* **EXTRACTED INFORMATION**
^^^^^^^^

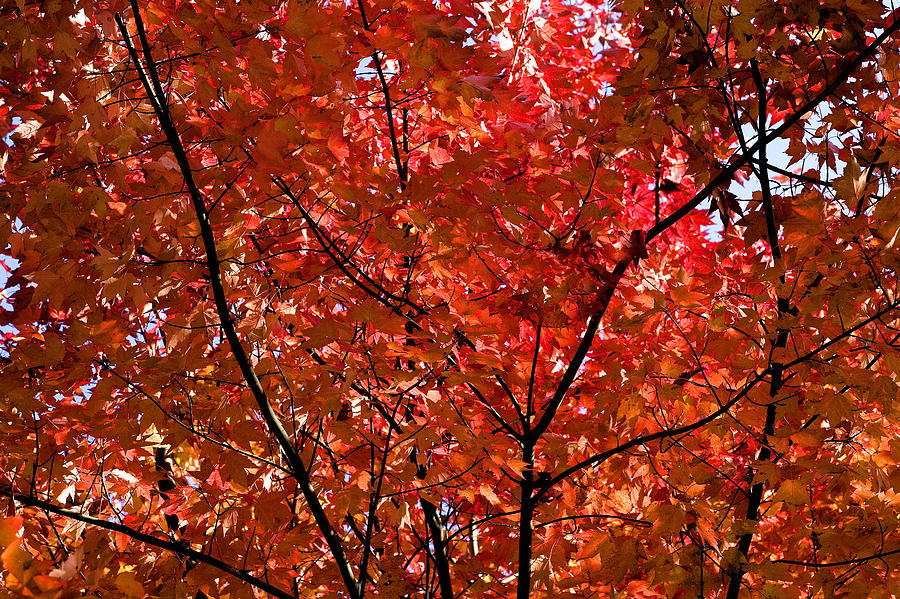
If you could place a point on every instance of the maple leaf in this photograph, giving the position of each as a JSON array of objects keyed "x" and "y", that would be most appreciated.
[{"x": 421, "y": 300}]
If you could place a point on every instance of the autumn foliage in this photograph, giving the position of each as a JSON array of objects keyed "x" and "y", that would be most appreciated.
[{"x": 449, "y": 299}]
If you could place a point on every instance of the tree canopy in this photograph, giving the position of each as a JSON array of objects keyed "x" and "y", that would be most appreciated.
[{"x": 449, "y": 299}]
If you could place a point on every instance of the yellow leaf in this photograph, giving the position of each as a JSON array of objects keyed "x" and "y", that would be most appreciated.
[{"x": 9, "y": 530}]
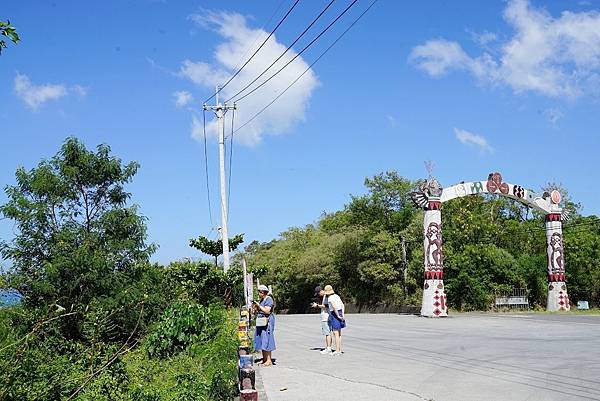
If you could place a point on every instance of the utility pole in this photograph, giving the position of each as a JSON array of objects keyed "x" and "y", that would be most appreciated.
[{"x": 220, "y": 110}]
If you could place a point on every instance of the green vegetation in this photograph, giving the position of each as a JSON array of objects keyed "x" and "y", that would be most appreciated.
[
  {"x": 372, "y": 251},
  {"x": 9, "y": 31},
  {"x": 97, "y": 320}
]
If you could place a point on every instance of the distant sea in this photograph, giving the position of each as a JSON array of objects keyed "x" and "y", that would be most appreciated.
[{"x": 8, "y": 298}]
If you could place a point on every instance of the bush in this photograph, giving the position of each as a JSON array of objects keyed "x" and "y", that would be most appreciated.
[{"x": 184, "y": 324}]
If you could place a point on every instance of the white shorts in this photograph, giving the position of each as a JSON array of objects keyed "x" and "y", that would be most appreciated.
[{"x": 325, "y": 329}]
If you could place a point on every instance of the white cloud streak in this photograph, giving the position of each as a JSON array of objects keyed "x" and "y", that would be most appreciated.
[
  {"x": 36, "y": 95},
  {"x": 552, "y": 56},
  {"x": 238, "y": 38},
  {"x": 469, "y": 138},
  {"x": 183, "y": 98}
]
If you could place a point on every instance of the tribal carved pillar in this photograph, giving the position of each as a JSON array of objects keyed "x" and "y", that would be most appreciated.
[
  {"x": 558, "y": 299},
  {"x": 434, "y": 297}
]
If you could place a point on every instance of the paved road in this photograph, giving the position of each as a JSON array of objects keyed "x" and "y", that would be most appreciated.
[{"x": 463, "y": 357}]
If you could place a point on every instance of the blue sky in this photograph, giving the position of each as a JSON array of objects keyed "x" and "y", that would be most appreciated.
[{"x": 473, "y": 86}]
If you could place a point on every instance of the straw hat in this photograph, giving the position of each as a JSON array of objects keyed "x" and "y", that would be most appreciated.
[{"x": 328, "y": 290}]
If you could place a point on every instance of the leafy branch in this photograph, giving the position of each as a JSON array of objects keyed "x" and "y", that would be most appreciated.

^^^^^^^^

* **WHAT IS BEING ASKED**
Starting at the line that contains "of the straw" and continuing through the last line of the data, arrange those lines as a JSON list of strings with one string per line, omitting any blank lines.

* **TASK RESULT**
[
  "If you could place a point on every instance of the straw hat in this photograph, giving the position of each as a JSON array of objects keyed \"x\" and \"y\", that would be most appreciated.",
  "[{\"x\": 328, \"y\": 290}]",
  "If you could place a point on every instance of the leafy branch in this photograph, giving the position of each as a JSON array of objects keyed \"x\" and \"y\", that would be most appreciated."
]